▶ **YOUR INSTRUCTIONS**:
Below this line is the material. Write out only its lines from the one containing "positive clicks: (225, 280)" through the one containing "negative clicks: (232, 263) (256, 331)", both kept, exactly.
*** Opening of RECORDS FOR PROCESSING ***
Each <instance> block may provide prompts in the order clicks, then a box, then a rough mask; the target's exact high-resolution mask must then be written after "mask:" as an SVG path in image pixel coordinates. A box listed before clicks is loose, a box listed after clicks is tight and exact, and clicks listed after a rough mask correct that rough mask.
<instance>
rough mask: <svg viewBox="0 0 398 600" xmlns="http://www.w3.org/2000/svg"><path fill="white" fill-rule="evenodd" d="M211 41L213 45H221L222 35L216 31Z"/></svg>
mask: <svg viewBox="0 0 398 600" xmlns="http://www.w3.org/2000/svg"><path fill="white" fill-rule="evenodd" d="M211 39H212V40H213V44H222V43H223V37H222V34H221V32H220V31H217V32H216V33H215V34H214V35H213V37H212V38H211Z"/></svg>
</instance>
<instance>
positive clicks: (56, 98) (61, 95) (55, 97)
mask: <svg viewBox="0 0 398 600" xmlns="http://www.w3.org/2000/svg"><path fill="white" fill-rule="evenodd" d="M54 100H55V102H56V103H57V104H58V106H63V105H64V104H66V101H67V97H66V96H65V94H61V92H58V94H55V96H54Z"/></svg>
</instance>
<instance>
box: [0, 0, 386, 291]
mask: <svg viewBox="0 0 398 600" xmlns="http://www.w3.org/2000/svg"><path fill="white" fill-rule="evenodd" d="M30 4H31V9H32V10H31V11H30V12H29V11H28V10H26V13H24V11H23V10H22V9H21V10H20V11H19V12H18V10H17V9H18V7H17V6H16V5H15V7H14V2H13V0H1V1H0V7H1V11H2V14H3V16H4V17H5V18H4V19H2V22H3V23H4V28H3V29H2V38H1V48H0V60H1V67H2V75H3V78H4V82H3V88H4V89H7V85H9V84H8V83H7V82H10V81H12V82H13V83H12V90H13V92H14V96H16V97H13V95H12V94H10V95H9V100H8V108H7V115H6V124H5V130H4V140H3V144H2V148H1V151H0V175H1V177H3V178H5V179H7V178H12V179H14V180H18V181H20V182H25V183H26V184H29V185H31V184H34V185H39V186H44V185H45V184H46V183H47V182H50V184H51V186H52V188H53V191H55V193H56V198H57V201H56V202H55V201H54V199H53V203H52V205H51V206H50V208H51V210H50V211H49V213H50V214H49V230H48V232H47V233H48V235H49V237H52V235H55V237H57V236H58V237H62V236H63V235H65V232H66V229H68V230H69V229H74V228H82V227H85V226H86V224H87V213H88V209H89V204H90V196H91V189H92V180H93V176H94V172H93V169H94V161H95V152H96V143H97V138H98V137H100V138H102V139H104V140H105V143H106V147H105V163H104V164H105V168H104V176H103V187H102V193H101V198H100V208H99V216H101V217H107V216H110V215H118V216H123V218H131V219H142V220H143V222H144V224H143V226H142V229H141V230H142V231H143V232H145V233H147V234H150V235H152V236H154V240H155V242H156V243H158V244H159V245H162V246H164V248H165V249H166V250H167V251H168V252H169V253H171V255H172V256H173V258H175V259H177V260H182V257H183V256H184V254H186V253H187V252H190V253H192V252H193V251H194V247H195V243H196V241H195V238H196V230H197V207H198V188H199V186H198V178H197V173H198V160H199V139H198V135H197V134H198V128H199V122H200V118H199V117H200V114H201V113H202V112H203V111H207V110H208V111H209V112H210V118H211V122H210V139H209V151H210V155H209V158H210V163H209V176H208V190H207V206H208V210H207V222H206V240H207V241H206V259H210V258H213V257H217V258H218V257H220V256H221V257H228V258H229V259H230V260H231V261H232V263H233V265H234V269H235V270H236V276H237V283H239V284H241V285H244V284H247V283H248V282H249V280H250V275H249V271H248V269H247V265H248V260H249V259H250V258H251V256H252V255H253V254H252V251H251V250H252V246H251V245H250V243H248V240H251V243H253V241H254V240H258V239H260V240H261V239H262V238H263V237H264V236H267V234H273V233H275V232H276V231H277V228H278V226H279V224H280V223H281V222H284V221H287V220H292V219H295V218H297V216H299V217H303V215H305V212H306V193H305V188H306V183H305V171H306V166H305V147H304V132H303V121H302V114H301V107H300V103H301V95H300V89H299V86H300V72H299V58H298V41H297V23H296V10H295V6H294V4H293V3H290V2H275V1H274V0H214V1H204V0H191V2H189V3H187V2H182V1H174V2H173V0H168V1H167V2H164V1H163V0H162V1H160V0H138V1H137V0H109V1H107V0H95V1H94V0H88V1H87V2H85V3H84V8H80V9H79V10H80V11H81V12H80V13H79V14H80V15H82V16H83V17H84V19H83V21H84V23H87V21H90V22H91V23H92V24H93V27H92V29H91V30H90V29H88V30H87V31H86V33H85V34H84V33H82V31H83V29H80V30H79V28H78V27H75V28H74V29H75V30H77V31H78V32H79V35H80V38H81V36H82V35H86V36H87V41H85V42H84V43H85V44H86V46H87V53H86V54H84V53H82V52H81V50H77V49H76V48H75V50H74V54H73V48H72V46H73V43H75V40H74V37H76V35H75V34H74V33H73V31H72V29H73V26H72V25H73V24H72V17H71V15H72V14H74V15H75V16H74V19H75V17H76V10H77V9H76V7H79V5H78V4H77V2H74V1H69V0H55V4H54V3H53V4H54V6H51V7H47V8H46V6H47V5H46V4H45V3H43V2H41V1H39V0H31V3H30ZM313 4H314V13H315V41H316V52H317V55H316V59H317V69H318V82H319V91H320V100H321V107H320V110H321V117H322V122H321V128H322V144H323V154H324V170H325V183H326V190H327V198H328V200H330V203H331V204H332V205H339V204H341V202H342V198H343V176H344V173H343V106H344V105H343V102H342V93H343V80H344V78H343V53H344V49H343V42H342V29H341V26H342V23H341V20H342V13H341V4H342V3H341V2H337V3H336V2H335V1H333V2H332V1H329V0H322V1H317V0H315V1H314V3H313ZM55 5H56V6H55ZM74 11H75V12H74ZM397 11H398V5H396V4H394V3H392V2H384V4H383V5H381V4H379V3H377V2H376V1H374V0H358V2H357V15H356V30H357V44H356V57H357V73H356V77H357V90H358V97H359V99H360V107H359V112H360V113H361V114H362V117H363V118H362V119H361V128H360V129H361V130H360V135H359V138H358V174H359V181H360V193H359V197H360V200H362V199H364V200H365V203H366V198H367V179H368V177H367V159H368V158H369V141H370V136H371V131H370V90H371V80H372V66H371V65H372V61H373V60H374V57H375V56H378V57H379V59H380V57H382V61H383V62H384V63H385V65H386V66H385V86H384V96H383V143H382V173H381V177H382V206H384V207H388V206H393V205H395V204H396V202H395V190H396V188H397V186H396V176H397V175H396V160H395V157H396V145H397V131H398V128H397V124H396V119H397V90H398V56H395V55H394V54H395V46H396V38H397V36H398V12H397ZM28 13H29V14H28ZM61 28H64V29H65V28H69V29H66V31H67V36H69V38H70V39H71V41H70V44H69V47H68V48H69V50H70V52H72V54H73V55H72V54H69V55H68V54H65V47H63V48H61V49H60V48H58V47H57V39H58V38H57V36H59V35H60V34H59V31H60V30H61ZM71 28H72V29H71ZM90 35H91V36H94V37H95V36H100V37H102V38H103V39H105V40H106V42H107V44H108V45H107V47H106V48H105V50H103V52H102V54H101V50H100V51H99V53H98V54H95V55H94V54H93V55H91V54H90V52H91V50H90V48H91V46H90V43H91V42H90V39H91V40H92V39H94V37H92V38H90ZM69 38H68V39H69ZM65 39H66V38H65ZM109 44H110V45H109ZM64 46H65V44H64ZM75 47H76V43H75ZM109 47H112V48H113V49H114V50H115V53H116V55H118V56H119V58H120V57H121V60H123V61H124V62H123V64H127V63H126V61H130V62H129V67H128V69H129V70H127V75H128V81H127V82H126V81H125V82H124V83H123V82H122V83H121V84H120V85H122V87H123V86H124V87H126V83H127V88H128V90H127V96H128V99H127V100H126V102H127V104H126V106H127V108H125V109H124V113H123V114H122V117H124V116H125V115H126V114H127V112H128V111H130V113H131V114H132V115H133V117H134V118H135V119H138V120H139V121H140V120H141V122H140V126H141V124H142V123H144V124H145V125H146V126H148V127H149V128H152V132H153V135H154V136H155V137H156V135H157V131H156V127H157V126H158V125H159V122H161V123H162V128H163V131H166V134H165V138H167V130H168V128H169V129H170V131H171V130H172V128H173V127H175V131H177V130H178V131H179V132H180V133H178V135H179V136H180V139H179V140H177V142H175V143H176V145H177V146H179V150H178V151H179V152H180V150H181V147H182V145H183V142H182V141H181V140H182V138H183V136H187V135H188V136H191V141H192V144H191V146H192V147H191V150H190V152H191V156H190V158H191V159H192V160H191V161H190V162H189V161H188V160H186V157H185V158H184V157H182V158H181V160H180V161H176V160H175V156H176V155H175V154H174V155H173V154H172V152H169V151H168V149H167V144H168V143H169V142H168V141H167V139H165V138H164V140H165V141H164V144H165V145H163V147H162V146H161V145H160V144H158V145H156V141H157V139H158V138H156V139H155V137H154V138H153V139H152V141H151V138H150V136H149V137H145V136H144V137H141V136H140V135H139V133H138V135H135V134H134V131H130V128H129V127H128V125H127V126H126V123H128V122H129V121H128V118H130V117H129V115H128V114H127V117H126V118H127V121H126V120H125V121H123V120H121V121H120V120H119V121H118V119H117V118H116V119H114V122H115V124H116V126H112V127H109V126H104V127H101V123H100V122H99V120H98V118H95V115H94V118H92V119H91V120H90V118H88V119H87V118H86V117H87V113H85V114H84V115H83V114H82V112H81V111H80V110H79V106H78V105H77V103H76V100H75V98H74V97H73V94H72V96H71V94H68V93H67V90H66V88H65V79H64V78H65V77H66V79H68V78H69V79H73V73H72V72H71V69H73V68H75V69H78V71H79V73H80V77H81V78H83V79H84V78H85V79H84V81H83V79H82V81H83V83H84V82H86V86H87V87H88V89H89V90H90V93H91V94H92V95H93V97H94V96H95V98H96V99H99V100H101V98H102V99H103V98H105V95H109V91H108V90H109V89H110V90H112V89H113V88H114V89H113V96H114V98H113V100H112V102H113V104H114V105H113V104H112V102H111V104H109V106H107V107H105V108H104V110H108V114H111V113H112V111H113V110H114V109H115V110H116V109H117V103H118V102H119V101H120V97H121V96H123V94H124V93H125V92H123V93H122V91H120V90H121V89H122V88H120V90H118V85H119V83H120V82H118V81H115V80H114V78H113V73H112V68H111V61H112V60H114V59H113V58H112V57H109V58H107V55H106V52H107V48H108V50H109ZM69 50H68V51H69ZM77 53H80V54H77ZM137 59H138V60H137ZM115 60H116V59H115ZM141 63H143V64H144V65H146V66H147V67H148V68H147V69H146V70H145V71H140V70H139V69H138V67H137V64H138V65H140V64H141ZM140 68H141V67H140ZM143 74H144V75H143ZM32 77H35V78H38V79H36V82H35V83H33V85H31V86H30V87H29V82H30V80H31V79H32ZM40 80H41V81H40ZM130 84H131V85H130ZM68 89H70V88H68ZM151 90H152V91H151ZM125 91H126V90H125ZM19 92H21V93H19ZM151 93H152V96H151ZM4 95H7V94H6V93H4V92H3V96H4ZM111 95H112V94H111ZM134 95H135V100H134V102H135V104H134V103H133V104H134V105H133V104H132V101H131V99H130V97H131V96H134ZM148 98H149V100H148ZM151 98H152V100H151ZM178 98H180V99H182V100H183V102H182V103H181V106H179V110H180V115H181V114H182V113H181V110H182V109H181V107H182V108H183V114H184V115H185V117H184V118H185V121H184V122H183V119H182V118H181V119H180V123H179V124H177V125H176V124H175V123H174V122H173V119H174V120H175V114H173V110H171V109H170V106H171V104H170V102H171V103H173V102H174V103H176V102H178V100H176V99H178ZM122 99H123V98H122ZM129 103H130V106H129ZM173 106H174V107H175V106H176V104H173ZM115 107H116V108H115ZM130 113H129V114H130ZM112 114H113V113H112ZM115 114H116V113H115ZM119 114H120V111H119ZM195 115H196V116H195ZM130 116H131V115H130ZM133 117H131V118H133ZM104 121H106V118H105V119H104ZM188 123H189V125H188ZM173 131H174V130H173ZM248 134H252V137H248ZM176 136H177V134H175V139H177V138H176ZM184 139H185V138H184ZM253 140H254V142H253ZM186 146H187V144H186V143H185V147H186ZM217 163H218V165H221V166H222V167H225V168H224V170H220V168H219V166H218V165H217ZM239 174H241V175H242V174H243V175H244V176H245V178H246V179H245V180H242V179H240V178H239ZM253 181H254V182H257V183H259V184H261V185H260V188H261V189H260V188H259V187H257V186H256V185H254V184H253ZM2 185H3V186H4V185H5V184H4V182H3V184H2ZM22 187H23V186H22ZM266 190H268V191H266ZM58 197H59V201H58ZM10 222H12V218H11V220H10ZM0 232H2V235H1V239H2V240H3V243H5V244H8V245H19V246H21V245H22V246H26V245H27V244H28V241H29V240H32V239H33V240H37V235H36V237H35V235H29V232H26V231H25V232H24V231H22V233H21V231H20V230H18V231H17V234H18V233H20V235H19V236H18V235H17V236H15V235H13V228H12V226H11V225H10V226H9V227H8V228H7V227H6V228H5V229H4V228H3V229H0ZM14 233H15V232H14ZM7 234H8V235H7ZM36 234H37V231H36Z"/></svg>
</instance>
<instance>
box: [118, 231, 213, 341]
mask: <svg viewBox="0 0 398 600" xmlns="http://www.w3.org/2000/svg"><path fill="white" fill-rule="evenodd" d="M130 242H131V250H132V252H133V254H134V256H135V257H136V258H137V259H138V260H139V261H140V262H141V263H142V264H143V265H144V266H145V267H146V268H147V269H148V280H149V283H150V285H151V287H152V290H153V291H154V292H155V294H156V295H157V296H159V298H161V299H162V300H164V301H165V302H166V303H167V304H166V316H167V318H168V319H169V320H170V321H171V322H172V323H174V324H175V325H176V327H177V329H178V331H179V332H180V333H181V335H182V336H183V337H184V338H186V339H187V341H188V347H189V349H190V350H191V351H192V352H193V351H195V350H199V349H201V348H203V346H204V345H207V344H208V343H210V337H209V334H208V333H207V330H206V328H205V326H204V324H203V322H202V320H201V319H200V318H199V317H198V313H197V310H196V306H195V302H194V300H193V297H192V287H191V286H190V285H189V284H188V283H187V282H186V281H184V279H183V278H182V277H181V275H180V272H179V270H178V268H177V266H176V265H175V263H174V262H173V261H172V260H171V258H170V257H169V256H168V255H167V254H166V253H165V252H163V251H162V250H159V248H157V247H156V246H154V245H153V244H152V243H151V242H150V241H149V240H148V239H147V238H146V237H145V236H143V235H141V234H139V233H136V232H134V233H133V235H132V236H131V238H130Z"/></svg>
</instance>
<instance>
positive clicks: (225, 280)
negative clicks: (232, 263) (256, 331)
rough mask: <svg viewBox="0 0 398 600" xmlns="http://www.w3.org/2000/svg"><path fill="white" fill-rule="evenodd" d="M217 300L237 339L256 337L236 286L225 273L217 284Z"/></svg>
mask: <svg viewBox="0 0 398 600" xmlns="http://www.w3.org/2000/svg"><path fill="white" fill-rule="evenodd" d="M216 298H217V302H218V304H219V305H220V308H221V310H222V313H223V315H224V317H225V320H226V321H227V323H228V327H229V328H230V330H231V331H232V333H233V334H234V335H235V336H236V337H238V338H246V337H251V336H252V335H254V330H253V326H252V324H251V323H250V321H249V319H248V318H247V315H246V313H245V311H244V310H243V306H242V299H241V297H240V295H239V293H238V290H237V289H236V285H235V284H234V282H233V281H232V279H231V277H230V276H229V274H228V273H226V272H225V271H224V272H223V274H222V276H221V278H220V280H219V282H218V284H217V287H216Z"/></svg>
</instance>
*** Close of RECORDS FOR PROCESSING ***
▶ **ANSWER BOX**:
positive clicks: (225, 280)
negative clicks: (232, 263) (256, 331)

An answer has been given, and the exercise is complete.